§ **Required action**
Set down the full data below exactly as given, please.

Natural language region descriptions
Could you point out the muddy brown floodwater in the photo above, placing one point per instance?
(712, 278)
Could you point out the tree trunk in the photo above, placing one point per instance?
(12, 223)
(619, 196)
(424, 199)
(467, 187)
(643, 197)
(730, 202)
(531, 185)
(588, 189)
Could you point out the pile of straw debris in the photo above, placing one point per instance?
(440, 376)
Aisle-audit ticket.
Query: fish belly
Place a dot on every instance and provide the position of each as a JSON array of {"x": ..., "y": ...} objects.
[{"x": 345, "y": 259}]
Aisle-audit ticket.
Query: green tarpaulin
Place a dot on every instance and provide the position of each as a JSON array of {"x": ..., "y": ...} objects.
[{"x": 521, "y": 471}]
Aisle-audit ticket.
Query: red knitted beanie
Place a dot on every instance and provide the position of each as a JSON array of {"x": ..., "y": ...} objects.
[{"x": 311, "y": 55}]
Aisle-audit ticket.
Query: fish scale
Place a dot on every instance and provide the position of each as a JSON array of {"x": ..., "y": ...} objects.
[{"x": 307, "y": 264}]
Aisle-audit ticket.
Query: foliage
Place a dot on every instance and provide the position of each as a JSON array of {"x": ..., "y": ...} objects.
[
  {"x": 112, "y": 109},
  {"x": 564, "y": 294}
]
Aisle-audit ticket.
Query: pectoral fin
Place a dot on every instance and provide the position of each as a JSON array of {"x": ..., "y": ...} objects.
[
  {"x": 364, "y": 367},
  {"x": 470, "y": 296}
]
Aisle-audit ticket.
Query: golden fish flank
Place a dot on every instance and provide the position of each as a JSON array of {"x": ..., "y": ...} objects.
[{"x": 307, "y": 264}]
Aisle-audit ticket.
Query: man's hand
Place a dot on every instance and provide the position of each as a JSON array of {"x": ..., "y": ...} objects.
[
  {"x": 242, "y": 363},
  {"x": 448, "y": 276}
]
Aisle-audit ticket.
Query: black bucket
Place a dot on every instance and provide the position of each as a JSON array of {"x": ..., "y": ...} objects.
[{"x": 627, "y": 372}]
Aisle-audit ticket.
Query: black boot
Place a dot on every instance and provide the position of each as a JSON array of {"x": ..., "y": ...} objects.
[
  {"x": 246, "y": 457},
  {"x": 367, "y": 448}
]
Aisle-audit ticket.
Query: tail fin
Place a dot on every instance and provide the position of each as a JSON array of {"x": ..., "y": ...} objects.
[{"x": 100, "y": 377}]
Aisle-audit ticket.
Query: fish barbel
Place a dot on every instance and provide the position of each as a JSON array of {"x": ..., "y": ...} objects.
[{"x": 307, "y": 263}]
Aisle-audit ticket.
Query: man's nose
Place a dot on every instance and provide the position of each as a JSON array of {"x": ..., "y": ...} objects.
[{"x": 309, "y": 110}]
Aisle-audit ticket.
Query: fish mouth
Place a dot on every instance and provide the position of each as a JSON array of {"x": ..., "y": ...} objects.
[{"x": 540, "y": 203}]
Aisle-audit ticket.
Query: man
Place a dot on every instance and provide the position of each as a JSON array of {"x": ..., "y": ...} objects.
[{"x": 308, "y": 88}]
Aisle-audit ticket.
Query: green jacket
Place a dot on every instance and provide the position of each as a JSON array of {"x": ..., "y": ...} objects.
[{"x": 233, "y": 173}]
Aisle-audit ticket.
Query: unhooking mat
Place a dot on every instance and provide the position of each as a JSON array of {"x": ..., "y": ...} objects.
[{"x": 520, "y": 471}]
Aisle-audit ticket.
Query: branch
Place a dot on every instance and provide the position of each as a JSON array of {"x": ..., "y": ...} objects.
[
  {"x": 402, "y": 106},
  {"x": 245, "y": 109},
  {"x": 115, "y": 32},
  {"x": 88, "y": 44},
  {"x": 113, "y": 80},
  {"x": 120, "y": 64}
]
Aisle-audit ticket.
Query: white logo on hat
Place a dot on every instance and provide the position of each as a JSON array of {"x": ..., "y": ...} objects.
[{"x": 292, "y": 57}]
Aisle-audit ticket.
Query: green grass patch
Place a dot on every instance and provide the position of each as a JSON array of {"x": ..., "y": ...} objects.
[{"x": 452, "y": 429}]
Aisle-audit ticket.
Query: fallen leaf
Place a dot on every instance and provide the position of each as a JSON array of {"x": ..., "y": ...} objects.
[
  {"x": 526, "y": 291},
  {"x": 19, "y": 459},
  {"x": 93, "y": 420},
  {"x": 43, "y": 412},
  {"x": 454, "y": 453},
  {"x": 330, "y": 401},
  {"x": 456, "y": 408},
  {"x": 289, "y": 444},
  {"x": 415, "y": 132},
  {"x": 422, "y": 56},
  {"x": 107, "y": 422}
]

§ **Response area**
Could you point out the muddy brown floodwater in the photo above, placing one point per instance?
(712, 278)
Could you point out the tree trunk in the photo above, placing one point per instance?
(12, 223)
(619, 196)
(424, 199)
(467, 187)
(643, 197)
(730, 202)
(531, 185)
(588, 189)
Could you point out the pile of straw debris in the photo above, placing one point per instance?
(440, 376)
Aisle-audit ticket.
Query: fish belly
Place a dot on every instance and provide the position of each as a JSON array of {"x": ..., "y": ...} objects.
[{"x": 345, "y": 259}]
Aisle-audit ticket.
Query: green tarpaulin
Place a dot on every instance and provide the position of each as a JSON array of {"x": ..., "y": ...} objects.
[{"x": 521, "y": 471}]
Aisle-audit ticket.
Query: red knitted beanie
Place a dot on every instance and provide the position of each as a JSON array of {"x": ..., "y": ...} objects.
[{"x": 311, "y": 55}]
Aisle-audit ticket.
Query: fish scale
Place a dot on every instance and provide the position of each as a JSON array of {"x": ..., "y": ...} objects.
[{"x": 307, "y": 264}]
Aisle-audit ticket.
Query: foliage
Place a dot on every instance and provide the position of each as a JSON array of {"x": ..., "y": ...} objects.
[
  {"x": 112, "y": 109},
  {"x": 564, "y": 294}
]
Aisle-audit ticket.
Query: pectoral fin
Place a dot on every instance and provide the position of each as a JSON array of {"x": ..., "y": ...} objects.
[
  {"x": 364, "y": 367},
  {"x": 470, "y": 296}
]
Aisle-audit ticket.
Query: golden fish flank
Place a dot on every instance and provide the position of each as a JSON array of {"x": ..., "y": ...} objects.
[{"x": 307, "y": 264}]
Aisle-audit ticket.
Query: man's hand
Place a dot on every instance and provide the position of each as a JSON array of {"x": ..., "y": ...} objects.
[
  {"x": 242, "y": 363},
  {"x": 448, "y": 276}
]
Aisle-audit ticket.
Query: black bucket
Place a dot on every instance and provide the position of each as a JSON array of {"x": ..., "y": ...} objects.
[{"x": 627, "y": 372}]
Aisle-audit ticket.
Query: black boot
Place a dot on every instance and provide the position of each as a JSON array of {"x": ..., "y": ...} objects.
[
  {"x": 246, "y": 457},
  {"x": 367, "y": 448}
]
Aisle-audit ticket.
Query: tail fin
Place a dot on every instance and provide the position of each as a JSON array of {"x": ..., "y": ...} objects.
[{"x": 100, "y": 377}]
Aisle-audit ticket.
Query: fish barbel
Place a dot on every instance and provide the position of each as a JSON array of {"x": ..., "y": ...} objects.
[{"x": 307, "y": 263}]
Aisle-audit ticket.
Query: man's nose
Place a dot on every instance and provide the position of each as a JSON array of {"x": ..., "y": ...} objects.
[{"x": 309, "y": 110}]
Aisle-audit ticket.
Query: fish mouth
Place a dot on every instance and provide the position of each as a JSON array of {"x": ..., "y": ...} objects.
[{"x": 540, "y": 203}]
Aisle-audit ticket.
Query: man
Place a dot on every instance and provide the position of each as a JSON array of {"x": ..., "y": ...} objects.
[{"x": 308, "y": 88}]
Aisle-audit ticket.
Query: green jacket
Place a dot on every instance and provide the position of each as a JSON array of {"x": ..., "y": ...} objects.
[{"x": 233, "y": 173}]
Aisle-audit ticket.
Query: unhooking mat
Place a dot on every instance and provide the position of each as a JSON array of {"x": ..., "y": ...} objects.
[{"x": 520, "y": 471}]
Aisle-audit ticket.
Query: branch
Place a dot on every instance and provide the position of each as a JSON array of {"x": ..., "y": ...} objects.
[
  {"x": 402, "y": 106},
  {"x": 245, "y": 109},
  {"x": 115, "y": 32},
  {"x": 88, "y": 44},
  {"x": 113, "y": 80},
  {"x": 120, "y": 64}
]
Aisle-audit ticket.
Query: white logo on hat
Place a dot on every instance and provide the position of each as a JSON array of {"x": ..., "y": ...} objects.
[{"x": 292, "y": 57}]
Aisle-audit ticket.
Query: green grass patch
Place a dot on every instance and provide the position of each as a JSON array of {"x": ..., "y": ...} objects.
[{"x": 452, "y": 429}]
Aisle-audit ticket.
Query: fallen leaf
Place a dot on every instance and provide the position of each as a JSON array of {"x": ..., "y": ...} objects.
[
  {"x": 526, "y": 291},
  {"x": 19, "y": 459},
  {"x": 93, "y": 420},
  {"x": 43, "y": 412},
  {"x": 454, "y": 453},
  {"x": 330, "y": 401},
  {"x": 456, "y": 408},
  {"x": 289, "y": 444},
  {"x": 415, "y": 132},
  {"x": 422, "y": 56},
  {"x": 107, "y": 422}
]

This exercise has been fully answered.